Records from a collection

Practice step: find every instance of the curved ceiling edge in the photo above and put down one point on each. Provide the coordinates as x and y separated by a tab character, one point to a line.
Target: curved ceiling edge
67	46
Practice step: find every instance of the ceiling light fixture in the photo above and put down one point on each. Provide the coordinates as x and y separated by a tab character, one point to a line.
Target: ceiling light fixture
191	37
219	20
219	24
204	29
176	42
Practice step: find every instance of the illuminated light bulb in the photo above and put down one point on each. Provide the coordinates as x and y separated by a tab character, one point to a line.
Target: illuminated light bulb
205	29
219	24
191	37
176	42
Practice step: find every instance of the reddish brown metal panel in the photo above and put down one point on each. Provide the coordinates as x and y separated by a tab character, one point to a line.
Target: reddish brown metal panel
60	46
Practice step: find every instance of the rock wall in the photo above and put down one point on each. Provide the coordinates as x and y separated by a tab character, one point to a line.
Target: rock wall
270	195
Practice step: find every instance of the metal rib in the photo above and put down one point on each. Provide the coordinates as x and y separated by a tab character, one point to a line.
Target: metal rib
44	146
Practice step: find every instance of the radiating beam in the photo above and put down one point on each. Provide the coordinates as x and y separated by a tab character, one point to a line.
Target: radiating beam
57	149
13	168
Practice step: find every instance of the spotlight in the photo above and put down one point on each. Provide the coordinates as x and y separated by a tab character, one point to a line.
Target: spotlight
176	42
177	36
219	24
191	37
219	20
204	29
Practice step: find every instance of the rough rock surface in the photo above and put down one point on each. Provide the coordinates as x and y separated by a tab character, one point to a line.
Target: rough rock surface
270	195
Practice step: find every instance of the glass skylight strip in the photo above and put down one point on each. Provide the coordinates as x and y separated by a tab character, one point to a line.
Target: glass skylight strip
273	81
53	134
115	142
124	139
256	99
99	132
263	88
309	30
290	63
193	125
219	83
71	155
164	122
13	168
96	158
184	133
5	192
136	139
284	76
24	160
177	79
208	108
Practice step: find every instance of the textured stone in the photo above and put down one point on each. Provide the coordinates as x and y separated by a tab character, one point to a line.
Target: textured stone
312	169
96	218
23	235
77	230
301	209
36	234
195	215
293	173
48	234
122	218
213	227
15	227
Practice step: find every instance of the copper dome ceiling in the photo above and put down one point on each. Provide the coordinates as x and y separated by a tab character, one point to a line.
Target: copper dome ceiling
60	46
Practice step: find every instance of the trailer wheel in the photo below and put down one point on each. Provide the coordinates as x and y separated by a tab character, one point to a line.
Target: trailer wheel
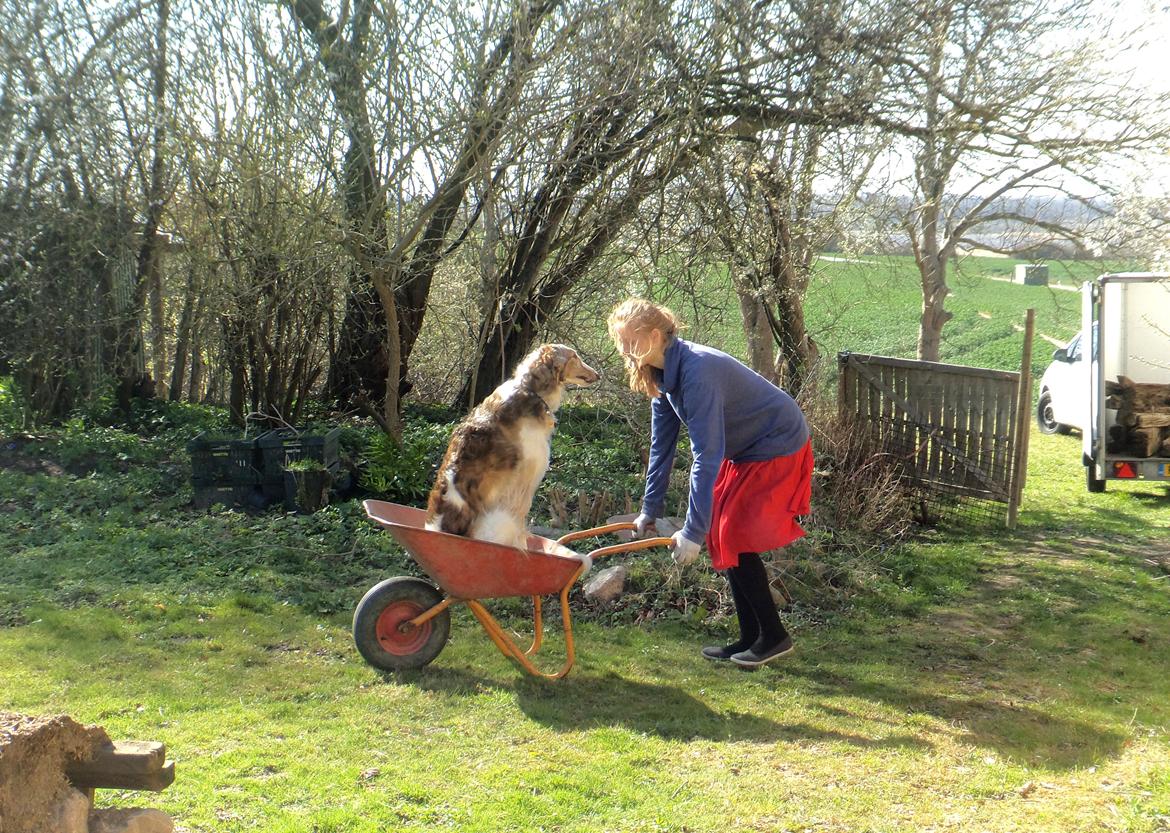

Problem requirements — Please recast all of the records above as a numbered list with blank lines and pictures left out.

Correct answer —
1. Practice step: find every instance of the curved ceiling edge in the photo above and put down one point on each. Provide the coordinates as x and y separated by a tab character, one point to a line.
2. Target: curved ceiling edge
3. 67	46
4. Practice step: find every instance of the ceiling light fixture in the photo above and put down one point on each. Provide the coordinates as x and y separated by a tab character, one point to a line.
5. Target: ceiling light fixture
6. 191	37
7. 219	20
8. 219	24
9. 204	29
10. 176	42
11. Practice step: find every instance of the illuminated light bulb in the photo above and put down one point on each. Provide the coordinates as x and y separated by a tab character, one point to a line.
12. Target: illuminated light bulb
13. 205	29
14. 219	24
15. 191	37
16. 176	42
17. Practice step: find every instance of the reddish brown metal panel in the photo above and put down one point on each. Provide the coordinates as x and y separated by a tab character, one point to a line.
18. Target: reddish brown metal panel
19. 60	46
20. Practice step: find every instance of the rock wall in the photo above and put down one point on each. Provide the coordinates as x and y separated by a tab character, one point to a line.
21. Target: rock wall
22. 270	195
23. Practice step: find every instance of the metal rib in the photo above and put down one point on each. Provide the coordinates as x and y separated by a tab character, one point to a line.
24. Target: metal rib
25. 44	146
26. Practice step: find every instance of the radiating beam in the photo above and put down one point on each. Provide the coordinates as x and y separated by a tab character, one point to a line.
27. Target: radiating beam
28. 57	149
29. 13	168
30. Practice step: find every instance of the spotlight in the photo above and put down one point on each. Provide the coordinates as x and y separated by a tab character, one point to a line.
31. Target: spotlight
32. 176	42
33. 177	36
34. 219	24
35. 191	37
36. 219	20
37. 204	29
38. Practice step: find every instance of the rough rock surface in the photo above and put down one point on each. Provide the coordinates as x and y separated by a tab character, one point to a line.
39. Target: rough rock surface
40. 270	195
41. Practice step: find every instance of the glass skylight strip in the photo above and put down one point on each. Provide the coordinates as x and y separated by a tab character, one point to a line.
42. Target: glass skylight strip
43. 273	81
44. 53	134
45. 115	142
46. 124	139
47. 256	99
48. 99	132
49. 263	88
50. 309	30
51. 290	63
52. 193	125
53. 219	83
54. 71	155
55. 164	122
56. 13	168
57. 96	158
58. 184	133
59. 5	192
60. 136	139
61. 284	76
62. 24	160
63. 177	79
64. 208	108
65. Practice step: find every instance of the textured stone in the photo above and put down one point on each. Provide the coordinates as x and y separated by a tab character, one point to a line.
66. Target: textured stone
67. 312	169
68. 96	218
69. 23	235
70. 77	230
71. 301	209
72. 36	234
73. 195	215
74. 293	173
75. 48	234
76. 122	218
77. 213	227
78. 15	227
79. Practice step: find every instance of the copper dome ceiling in the photo above and put down one point on each. Provide the coordinates as x and y separated by a tab character, one point to a line.
80. Target: copper dome ceiling
81. 60	46
82. Practice step: find every instance of the trailer wheel in the photo below and put down one point on each. Provide the coordinates as x and y separated by a tab character, one point to a line.
83. Target: trailer wheel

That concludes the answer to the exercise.